Extracted records:
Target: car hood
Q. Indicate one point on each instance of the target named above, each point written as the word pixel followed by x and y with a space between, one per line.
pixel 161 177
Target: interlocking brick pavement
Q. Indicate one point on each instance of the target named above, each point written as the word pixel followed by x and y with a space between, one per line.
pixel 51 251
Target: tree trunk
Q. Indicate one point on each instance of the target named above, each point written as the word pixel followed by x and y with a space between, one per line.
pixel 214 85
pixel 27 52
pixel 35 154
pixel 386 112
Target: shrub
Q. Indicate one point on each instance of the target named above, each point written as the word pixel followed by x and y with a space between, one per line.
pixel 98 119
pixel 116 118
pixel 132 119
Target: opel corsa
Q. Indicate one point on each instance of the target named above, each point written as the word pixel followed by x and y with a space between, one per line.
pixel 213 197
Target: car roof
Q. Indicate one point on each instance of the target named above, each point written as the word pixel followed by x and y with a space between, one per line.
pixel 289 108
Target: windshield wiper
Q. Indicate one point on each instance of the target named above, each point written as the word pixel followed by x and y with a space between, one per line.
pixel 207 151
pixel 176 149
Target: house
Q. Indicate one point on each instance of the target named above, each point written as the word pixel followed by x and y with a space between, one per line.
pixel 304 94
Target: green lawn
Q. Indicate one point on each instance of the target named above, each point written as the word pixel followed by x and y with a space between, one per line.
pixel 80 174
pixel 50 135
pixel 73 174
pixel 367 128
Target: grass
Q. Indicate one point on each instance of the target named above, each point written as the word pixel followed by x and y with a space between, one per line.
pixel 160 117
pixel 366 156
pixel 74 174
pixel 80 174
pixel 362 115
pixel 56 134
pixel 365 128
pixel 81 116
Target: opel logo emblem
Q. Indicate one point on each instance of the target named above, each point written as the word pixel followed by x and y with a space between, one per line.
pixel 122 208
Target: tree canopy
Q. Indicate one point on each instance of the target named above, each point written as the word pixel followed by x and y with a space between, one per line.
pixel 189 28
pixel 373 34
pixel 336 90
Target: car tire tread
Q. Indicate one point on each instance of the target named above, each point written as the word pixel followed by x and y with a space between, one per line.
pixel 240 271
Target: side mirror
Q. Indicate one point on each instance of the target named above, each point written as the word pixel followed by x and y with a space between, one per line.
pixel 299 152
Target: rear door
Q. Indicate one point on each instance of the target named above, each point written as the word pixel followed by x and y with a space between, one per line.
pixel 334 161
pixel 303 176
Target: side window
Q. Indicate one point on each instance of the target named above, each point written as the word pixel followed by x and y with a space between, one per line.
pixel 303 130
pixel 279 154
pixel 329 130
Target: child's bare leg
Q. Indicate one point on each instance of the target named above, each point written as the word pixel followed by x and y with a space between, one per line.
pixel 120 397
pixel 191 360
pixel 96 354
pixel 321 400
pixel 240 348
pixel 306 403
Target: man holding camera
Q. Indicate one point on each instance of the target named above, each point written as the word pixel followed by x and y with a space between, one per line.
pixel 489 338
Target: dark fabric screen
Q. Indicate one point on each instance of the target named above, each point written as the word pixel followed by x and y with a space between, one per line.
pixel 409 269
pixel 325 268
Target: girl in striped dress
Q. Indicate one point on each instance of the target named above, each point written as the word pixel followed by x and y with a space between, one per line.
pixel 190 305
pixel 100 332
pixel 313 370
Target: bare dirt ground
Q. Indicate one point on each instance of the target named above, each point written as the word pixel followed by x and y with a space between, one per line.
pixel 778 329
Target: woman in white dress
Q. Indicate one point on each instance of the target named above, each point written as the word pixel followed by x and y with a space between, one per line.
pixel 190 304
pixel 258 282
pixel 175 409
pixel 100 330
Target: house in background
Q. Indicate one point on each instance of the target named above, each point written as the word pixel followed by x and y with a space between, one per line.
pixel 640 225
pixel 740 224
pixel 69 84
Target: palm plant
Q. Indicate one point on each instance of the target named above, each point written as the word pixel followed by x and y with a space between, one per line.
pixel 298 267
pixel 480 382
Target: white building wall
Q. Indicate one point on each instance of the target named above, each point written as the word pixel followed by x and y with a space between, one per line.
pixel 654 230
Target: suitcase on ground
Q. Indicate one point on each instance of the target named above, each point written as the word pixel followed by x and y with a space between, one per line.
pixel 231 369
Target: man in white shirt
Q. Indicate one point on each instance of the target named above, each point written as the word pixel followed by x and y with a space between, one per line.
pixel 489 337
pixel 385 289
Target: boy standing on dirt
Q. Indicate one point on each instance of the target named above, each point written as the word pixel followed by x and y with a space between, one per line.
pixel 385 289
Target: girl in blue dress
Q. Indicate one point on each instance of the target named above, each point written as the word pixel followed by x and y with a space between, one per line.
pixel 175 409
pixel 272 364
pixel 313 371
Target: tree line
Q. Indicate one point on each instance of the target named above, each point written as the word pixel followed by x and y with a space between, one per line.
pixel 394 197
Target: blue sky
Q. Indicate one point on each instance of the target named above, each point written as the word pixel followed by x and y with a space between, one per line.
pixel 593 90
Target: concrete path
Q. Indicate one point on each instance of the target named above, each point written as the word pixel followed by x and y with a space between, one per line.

## Activity
From the line that has "Target: girl in striped dress" through the line that has "Target: woman in white dress", copy every line exactly as it appears above, and leave out all others.

## Your response
Target: girl in striped dress
Q. Indicate one point on each instance of the target named above, each point written as the word pixel followed by x and y with a space between, one per line.
pixel 190 305
pixel 100 332
pixel 313 370
Target: bare dirt ground
Q. Indicate one point on each instance of the target named above, each point written as the word pixel followed by x and y with a space between, one per line.
pixel 778 329
Target: woman in white dress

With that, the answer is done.